All the entries below should be reproduced exactly.

# Input data
*** Begin section ***
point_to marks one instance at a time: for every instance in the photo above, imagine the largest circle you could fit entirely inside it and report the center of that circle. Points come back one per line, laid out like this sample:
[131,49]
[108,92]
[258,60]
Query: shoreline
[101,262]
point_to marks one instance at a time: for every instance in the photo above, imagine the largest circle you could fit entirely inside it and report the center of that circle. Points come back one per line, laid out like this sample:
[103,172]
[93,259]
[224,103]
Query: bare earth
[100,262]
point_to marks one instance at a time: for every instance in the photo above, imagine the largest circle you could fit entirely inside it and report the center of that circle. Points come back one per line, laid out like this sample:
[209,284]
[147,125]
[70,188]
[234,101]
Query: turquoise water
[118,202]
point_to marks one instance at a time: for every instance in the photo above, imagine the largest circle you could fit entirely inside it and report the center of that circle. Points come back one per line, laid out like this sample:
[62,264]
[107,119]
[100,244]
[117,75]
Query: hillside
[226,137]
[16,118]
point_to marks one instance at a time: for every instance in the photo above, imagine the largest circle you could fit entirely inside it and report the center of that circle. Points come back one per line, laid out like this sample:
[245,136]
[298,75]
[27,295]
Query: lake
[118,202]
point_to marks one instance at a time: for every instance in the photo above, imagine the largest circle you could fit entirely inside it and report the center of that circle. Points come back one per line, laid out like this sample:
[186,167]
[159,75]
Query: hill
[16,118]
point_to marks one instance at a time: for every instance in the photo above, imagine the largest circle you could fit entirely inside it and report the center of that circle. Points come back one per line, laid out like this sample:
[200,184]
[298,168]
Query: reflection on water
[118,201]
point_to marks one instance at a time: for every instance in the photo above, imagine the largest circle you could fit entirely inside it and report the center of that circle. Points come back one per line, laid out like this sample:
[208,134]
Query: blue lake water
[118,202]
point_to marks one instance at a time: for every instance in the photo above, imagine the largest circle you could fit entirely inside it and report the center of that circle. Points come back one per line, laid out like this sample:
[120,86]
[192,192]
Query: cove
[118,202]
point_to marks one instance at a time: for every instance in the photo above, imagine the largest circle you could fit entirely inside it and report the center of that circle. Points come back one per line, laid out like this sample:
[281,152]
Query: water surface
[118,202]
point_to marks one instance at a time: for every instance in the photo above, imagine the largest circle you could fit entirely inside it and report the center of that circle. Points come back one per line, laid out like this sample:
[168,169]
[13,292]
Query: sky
*** End section ***
# Task output
point_to marks one instance at a time: for every instance in the photo above, imagine the largest circle you could fit entirely inside it and report the center of that circle. Points come back one per line, laid out like this sample:
[131,49]
[108,92]
[258,60]
Query: shoreline
[101,262]
point_to marks one instance at a time: for every instance in the photo above, imagine the largest circle you could fit entirely inside it and report the center of that circle. Points come back one per line, laid out like this sample:
[103,172]
[93,259]
[224,103]
Query: bare earth
[100,262]
point_to marks one instance at a time: for every instance in the photo above, imagine the largest circle you could fit entirely inside it and report the center of that circle. Points come back one per line, laid out like this sample:
[209,284]
[147,125]
[70,188]
[234,101]
Query: turquoise water
[118,202]
point_to marks one instance at a time: for every instance in the photo above, imagine the largest circle you could fit entirely inside it and report the center of that circle. Points come back one per line, laid out like this sample:
[62,264]
[107,119]
[100,244]
[117,75]
Query: hillside
[226,137]
[16,118]
point_to marks one instance at a time: for every instance in the photo above, imagine the largest circle you could fit entirely inside it and report the center of that circle. Points come back one per line, laid out like this sample:
[245,136]
[298,75]
[27,295]
Query: lake
[118,202]
point_to marks one instance at a time: for every instance in the photo above, imagine the largest circle you could fit entirely inside it and report the center of that circle. Points come back one per line, laid out like this sample:
[186,167]
[159,75]
Query: hill
[16,118]
point_to marks one instance at a time: for every instance in the photo above, imagine the largest circle you could fit entirely inside it and report the center of that circle. Points come back one per line, laid out like this sample:
[200,184]
[298,168]
Query: reflection on water
[118,201]
point_to marks one instance at a time: for every instance in the photo above, imagine the largest circle you could fit entirely inside it and report the center of that circle. Points come back one per line, laid out like this sample:
[208,134]
Query: blue lake water
[118,202]
point_to marks one instance at a time: for every instance in the photo above, imagine the largest circle you could fit entirely inside it and report the center of that circle. Points come back one per line, laid out like this sample:
[120,86]
[192,192]
Query: cove
[118,202]
point_to marks one instance at a time: for every instance in the photo above, imagine the largest circle you could fit entirely inside it and report the center of that circle. Points come back one per line, laid out like this sample:
[281,152]
Query: water surface
[118,202]
point_to marks one instance at a time: for every instance in the photo above, imagine the largest circle you could fit entirely inside it and report the center of that circle. Points come back one per line, laid out like this sample:
[168,169]
[13,292]
Query: sky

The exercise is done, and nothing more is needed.